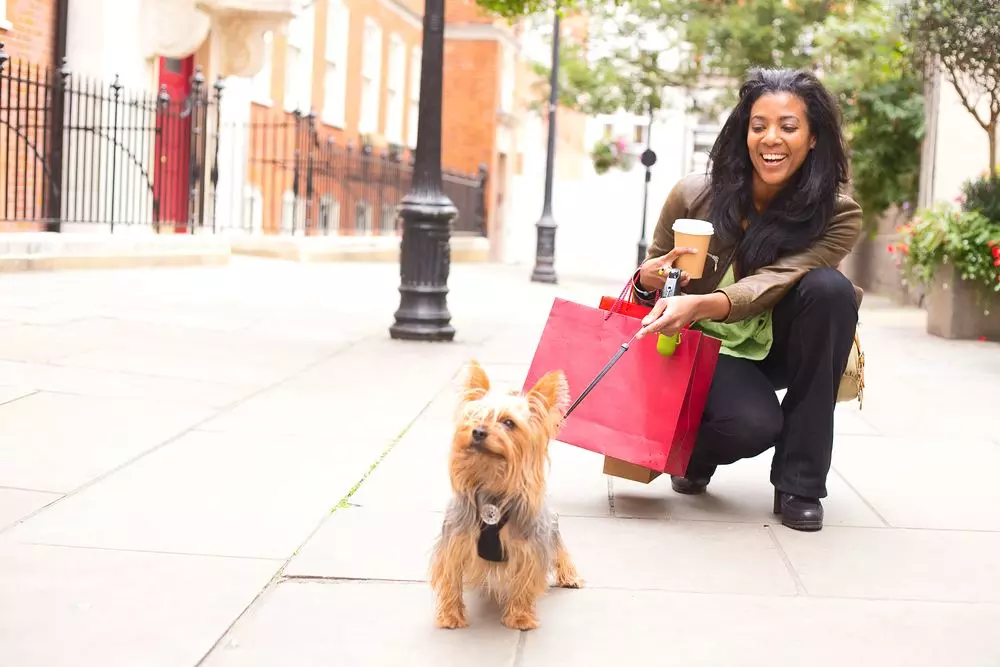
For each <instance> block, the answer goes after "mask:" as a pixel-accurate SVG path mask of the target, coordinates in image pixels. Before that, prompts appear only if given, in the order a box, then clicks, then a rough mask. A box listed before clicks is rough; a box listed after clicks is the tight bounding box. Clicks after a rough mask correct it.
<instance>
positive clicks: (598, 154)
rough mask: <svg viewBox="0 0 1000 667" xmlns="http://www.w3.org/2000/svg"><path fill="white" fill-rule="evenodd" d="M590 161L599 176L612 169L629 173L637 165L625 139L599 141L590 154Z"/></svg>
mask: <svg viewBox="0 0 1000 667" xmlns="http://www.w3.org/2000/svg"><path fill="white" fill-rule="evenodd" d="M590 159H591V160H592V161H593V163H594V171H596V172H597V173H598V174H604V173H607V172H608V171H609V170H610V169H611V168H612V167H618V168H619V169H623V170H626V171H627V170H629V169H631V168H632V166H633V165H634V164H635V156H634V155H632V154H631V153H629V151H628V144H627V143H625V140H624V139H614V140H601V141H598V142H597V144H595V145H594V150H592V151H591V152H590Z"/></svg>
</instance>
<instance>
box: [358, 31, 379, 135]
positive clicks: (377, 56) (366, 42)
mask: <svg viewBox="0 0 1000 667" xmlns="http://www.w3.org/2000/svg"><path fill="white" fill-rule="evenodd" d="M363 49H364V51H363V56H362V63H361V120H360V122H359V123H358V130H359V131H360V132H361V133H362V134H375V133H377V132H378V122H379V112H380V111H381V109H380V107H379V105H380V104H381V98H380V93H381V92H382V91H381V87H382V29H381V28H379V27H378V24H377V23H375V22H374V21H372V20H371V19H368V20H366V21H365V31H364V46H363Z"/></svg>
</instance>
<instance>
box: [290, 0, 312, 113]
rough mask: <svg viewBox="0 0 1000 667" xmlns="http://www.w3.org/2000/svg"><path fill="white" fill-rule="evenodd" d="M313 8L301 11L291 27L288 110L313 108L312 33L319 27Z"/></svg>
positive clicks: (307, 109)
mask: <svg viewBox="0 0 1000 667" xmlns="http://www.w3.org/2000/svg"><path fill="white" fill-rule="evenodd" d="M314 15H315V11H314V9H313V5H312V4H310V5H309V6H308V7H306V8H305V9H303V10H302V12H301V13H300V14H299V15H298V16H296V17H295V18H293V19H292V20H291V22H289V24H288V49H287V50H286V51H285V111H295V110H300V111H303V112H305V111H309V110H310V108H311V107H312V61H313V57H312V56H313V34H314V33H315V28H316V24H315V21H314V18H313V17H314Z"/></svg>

---*---

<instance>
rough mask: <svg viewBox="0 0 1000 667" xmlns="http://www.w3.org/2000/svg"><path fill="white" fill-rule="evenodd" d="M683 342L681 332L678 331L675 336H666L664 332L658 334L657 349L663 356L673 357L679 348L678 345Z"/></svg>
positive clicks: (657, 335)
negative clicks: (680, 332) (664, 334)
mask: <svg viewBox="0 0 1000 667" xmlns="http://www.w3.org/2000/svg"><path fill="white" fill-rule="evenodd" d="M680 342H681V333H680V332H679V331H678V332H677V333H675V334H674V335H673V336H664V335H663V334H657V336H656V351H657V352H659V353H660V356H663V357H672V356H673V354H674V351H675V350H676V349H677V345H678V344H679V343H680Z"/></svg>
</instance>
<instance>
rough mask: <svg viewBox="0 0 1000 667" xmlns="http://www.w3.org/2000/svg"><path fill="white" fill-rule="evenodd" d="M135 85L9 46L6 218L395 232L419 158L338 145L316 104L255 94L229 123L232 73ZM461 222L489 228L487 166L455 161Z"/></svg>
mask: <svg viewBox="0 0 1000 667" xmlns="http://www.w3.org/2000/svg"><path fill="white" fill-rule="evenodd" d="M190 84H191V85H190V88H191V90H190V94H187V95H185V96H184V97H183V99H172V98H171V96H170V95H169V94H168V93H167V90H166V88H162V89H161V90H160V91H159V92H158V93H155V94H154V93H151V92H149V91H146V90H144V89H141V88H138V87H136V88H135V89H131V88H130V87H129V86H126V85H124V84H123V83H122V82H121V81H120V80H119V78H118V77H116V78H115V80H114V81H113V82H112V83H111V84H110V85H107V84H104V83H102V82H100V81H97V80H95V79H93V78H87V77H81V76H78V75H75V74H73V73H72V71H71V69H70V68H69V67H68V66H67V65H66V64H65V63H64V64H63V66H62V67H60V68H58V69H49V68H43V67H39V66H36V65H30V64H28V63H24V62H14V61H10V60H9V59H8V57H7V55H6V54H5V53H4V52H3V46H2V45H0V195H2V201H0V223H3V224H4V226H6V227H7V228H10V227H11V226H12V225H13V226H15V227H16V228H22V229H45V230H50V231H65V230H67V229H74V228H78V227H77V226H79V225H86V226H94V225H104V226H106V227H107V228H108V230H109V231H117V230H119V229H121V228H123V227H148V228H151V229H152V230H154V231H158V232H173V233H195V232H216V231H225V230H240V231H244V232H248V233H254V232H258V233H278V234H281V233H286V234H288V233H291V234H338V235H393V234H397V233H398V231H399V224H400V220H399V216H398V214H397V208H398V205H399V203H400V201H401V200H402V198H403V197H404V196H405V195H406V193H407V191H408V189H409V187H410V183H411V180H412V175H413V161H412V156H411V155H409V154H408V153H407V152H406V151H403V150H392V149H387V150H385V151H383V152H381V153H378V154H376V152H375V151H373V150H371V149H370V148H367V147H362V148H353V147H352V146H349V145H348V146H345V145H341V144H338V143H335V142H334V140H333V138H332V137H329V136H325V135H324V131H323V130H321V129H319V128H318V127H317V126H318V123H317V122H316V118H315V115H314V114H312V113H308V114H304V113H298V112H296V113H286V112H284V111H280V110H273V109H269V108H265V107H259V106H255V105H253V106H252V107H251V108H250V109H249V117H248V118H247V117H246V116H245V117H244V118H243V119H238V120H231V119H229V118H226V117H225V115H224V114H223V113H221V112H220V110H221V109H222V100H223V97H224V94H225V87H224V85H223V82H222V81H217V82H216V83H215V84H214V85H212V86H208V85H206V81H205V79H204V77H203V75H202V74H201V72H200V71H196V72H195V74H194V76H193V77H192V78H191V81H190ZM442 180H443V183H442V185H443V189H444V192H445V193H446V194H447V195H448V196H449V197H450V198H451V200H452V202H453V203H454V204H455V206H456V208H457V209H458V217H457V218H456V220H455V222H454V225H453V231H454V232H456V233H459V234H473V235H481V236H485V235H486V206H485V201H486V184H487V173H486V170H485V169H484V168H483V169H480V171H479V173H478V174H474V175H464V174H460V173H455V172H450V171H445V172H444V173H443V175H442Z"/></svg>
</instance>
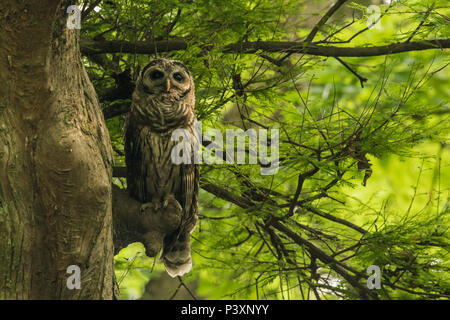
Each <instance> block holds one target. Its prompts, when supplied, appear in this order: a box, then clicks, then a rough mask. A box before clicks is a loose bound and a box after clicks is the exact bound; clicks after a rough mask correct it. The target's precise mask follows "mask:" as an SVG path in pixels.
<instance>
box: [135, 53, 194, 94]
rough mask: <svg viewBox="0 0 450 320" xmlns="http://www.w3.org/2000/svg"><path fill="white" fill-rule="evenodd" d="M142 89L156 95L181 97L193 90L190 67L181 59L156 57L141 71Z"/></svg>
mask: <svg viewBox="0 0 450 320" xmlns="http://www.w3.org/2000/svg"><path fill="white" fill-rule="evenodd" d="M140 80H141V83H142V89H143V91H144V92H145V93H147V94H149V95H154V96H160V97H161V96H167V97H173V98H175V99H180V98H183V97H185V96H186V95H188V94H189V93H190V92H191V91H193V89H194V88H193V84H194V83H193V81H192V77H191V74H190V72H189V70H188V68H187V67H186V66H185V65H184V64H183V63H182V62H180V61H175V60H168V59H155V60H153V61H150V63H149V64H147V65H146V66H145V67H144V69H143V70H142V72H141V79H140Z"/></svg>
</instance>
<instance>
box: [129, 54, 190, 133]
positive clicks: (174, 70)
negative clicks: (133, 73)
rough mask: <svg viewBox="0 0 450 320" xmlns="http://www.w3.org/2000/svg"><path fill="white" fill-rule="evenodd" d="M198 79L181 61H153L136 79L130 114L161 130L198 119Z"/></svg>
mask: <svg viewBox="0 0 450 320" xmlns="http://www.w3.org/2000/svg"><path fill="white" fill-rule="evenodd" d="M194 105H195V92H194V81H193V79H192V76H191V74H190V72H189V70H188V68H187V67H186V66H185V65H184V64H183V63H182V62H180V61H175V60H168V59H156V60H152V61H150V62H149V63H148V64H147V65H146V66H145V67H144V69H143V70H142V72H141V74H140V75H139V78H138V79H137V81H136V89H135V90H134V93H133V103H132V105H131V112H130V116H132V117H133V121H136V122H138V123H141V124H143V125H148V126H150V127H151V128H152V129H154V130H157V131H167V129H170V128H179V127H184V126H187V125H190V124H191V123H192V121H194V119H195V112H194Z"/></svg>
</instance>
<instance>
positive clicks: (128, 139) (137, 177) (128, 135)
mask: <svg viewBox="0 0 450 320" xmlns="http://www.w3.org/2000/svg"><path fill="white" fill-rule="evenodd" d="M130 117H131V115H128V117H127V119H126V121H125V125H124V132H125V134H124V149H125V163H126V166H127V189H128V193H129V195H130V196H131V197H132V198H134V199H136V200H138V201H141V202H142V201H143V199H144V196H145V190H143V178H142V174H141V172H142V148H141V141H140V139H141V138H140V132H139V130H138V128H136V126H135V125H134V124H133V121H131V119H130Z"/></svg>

---*---

Could you restate word for word the lines above from the one containing "For each <instance>" through the one containing "8L301 11L291 27L288", both included, and nothing else?

**Exercise output:**
For each <instance> block, the answer goes after "mask:" as a pixel-accurate SVG path mask of the target, coordinates in image pixels. Before that, prompts appear only if given, in the order a box, then clicks, then a rough mask. A box listed before clicks is rough; a box listed after clicks is the tight bounding box. Clicks after a rough mask correct it.
<instance>
positive clicks: (598, 154)
rough mask: <svg viewBox="0 0 1000 667" xmlns="http://www.w3.org/2000/svg"><path fill="white" fill-rule="evenodd" d="M590 161L599 176L612 169L629 173L637 165L625 139L599 141L590 154Z"/></svg>
mask: <svg viewBox="0 0 1000 667" xmlns="http://www.w3.org/2000/svg"><path fill="white" fill-rule="evenodd" d="M590 159H591V160H592V161H593V163H594V171H596V172H597V173H598V174H604V173H607V172H608V171H609V170H610V169H611V168H612V167H618V168H619V169H623V170H626V171H627V170H629V169H631V168H632V166H633V165H634V164H635V156H634V155H632V154H631V153H629V151H628V144H627V143H625V140H624V139H614V140H601V141H598V142H597V144H595V145H594V150H592V151H591V152H590Z"/></svg>
</instance>
<instance>
box: [358, 31, 379, 135]
positive clicks: (377, 56) (366, 42)
mask: <svg viewBox="0 0 1000 667" xmlns="http://www.w3.org/2000/svg"><path fill="white" fill-rule="evenodd" d="M363 49H364V51H363V56H362V63H361V120H360V122H359V123H358V130H359V131H360V132H361V133H362V134H375V133H377V132H378V122H379V112H380V111H381V109H380V107H379V105H380V104H381V98H380V93H381V92H382V91H381V87H382V29H381V28H379V27H378V24H377V23H375V22H374V21H372V20H371V19H368V20H366V21H365V31H364V46H363Z"/></svg>
</instance>
<instance>
box: [290, 0, 312, 113]
rough mask: <svg viewBox="0 0 1000 667" xmlns="http://www.w3.org/2000/svg"><path fill="white" fill-rule="evenodd" d="M313 8L301 11L291 27L288 110L313 108L312 33L319 27Z"/></svg>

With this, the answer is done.